Provided passage:

# # #

Secondary school in Kwun Tong, Hong Kong

Fukien Secondary School (福建中學) is a Direct Subsidy Scheme co-educational secondary school in Ngau Tau Kok, Kowloon, Hong Kong. It is sponsored by the Fukien Chamber of Commerce and was founded in 1951.

==History==
The school was founded by the Fukien Chamber of Commerce in 1951 in an apartment building in Western. It moved to a new campus on Java Road in North Point in 1966, and then to Kwun Tong in September 2000.

Amid criticism of falling English standards among Hong Kong students in the late 1990s, the Education Department invited ten Chinese-as-medium-of-instruction schools to teach a maximum of three subjects in English. Under this scheme, the school began in 2000 to offer an English stream, teaching certain history, maths, and science courses in English. Starting from the 2013–2014 academic year, all junior secondary (S1–S3) classes have adopted English as the medium of instruction. The school has a policy of "bi-literacy and tri-lingualism". (Note: A language education policy of the Government of Hong Kong aiming to enable students to be able to write in Chinese and English (bi-literacy); and communicate in Cantonese, English, and Putonghua (tri-lingualism).)

The school, along with its sister schools managed by the same sponsor, was criticised in 2002 for asking students and parents to attend a pro-Beijing demonstration at Victoria Park in support of the controversial Article 23 national security law. The head of the Professional Teachers' Union condemned the "use of students for political purposes".

In mid-July 2009, the Fukien Chamber of Commerce took over the sponsorship of Pegasus Philip Wong Kin Hang Christian Primary cum Junior Secondary School in Yau Tong, and renamed it the Fukien Secondary School Affiliated School. This came after the school's original operator, the Pegasus Social Service Christian Organisation, abruptly pulled its sponsorship in May 2009. The Chamber bought 60 new computers and refurbished the libraries, gymnasium, and table tennis room. The former Pegasus students also had to sing the Chinese national anthem at assembly for the first time.

# # #

Study material:
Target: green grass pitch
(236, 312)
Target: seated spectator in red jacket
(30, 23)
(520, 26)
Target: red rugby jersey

# # #

Work task:
Copy the Fukien Secondary School text from "Fukien Secondary School (福建中學)" to "founded in 1951." word for word.

Result of this exercise:
Fukien Secondary School (福建中學) is a Direct Subsidy Scheme co-educational secondary school in Ngau Tau Kok, Kowloon, Hong Kong. It is sponsored by the Fukien Chamber of Commerce and was founded in 1951.